**Task to complete**. Can you retype each of the rows below character for character, with every line break kept in place?

— start Extracted material —

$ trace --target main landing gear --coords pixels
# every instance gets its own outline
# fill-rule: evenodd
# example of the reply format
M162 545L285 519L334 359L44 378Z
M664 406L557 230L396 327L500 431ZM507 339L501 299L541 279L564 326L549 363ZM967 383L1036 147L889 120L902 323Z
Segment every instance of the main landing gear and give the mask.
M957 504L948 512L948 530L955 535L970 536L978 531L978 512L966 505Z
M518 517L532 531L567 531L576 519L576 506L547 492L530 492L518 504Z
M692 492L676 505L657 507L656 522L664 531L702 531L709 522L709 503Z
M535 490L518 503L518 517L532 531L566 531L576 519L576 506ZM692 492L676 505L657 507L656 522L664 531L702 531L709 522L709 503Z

— end Extracted material —

**Reply**.
$ trace --target main landing gear --coords pixels
# every instance gets its own outline
# fill-rule: evenodd
# example of the reply format
M162 545L285 519L334 359L44 378Z
M664 406L557 230L396 327L500 431ZM507 339L501 299L541 279L564 326L549 363ZM967 383L1036 147L889 120L902 323Z
Segment every instance of the main landing gear and give the mask.
M957 504L948 512L948 530L955 535L970 536L978 531L978 512L966 505Z
M518 517L532 531L567 531L576 519L576 506L547 492L530 492L518 504Z
M692 492L676 505L657 507L656 522L664 531L702 531L709 522L709 503Z
M535 490L518 503L518 517L532 531L566 531L576 519L576 506ZM692 492L676 505L657 507L656 522L664 531L702 531L709 522L709 503Z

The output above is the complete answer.